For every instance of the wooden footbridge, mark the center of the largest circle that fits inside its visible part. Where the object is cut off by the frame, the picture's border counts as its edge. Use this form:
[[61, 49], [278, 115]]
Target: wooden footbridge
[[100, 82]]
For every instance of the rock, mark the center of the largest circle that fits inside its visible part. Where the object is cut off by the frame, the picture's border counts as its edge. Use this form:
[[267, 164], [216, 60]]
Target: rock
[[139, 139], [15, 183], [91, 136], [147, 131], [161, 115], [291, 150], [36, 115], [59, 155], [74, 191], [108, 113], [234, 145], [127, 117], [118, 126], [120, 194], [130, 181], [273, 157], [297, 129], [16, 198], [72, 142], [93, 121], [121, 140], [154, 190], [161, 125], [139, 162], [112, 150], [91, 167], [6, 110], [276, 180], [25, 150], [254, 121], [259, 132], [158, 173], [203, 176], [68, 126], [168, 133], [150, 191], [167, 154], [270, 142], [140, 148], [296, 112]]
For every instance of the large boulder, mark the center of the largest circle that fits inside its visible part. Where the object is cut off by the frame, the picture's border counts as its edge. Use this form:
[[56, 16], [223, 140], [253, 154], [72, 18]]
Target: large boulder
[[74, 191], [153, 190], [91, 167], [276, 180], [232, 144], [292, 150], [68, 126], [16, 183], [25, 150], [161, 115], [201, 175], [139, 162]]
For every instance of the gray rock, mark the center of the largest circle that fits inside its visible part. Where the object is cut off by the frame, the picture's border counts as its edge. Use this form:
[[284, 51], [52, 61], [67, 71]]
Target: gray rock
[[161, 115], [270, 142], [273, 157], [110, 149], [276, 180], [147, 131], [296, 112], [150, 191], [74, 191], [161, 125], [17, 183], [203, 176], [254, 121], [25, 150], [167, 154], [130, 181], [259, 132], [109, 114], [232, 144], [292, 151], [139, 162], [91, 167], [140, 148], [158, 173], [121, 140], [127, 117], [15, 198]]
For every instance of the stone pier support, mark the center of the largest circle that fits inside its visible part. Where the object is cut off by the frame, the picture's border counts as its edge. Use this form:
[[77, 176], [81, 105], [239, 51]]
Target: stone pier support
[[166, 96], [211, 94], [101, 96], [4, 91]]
☆ ☆ ☆
● What you should do
Render every line of the records above as a numbered list, omitting any blank lines.

● Correct result
1. For every instance of the wooden footbridge, mark the center of the largest circle that fits inside its visible part. Where the object is cut off by the frame, the picture's border counts as its edge. Use this form:
2. [[61, 49], [278, 115]]
3. Target: wooden footbridge
4. [[100, 82]]
5. For every instance of the rock, mark the center of the largest circle that fits inside its visible part. Where the object is cut off by the frame, the picture's border counts as its edge. Use this form:
6. [[267, 164], [216, 60]]
7. Target: rock
8. [[139, 139], [15, 183], [91, 136], [147, 131], [161, 115], [291, 150], [36, 115], [59, 155], [74, 191], [108, 113], [234, 145], [127, 117], [118, 126], [120, 194], [130, 181], [273, 157], [297, 129], [16, 198], [72, 142], [93, 121], [121, 140], [154, 190], [161, 125], [139, 162], [112, 150], [91, 167], [6, 110], [276, 180], [25, 150], [254, 121], [259, 132], [158, 173], [203, 176], [68, 126], [168, 133], [150, 191], [167, 154], [270, 142], [140, 148], [296, 112]]
9. For every instance of the large boulder, mark the center of the largest circle that fits inside its visible part. Where the object is cut off by the frame, the picture's border counts as its edge. Use this form:
10. [[56, 16], [223, 140], [253, 154], [72, 18]]
11. Target: large boulder
12. [[74, 191], [153, 190], [91, 167], [276, 180], [232, 144], [292, 150], [68, 126], [16, 183], [25, 150], [161, 115], [201, 175], [139, 162]]
13. For every instance of the gray rock, mark the center of the largest circle that fits inside its visible part. Where the object is cut off by the frame, the picture's border counts as its edge. Use this form:
14. [[284, 51], [52, 61], [67, 71]]
15. Target: gray rock
16. [[161, 115], [270, 142], [273, 157], [110, 149], [276, 180], [147, 131], [296, 112], [150, 191], [74, 191], [161, 125], [17, 183], [203, 176], [254, 121], [25, 150], [167, 154], [130, 181], [259, 132], [109, 114], [232, 144], [292, 151], [139, 162], [91, 167], [140, 148], [158, 173], [121, 140], [127, 117], [15, 198]]
17. For every instance of the stone pier support, mark the center of the largest circle that fits inside its visible part. Where the object is cut off by the frame, the picture's border counts as its edge. Use this form:
18. [[77, 176], [81, 105], [239, 51]]
19. Target: stone pier support
20. [[166, 96], [211, 94], [101, 96], [4, 91]]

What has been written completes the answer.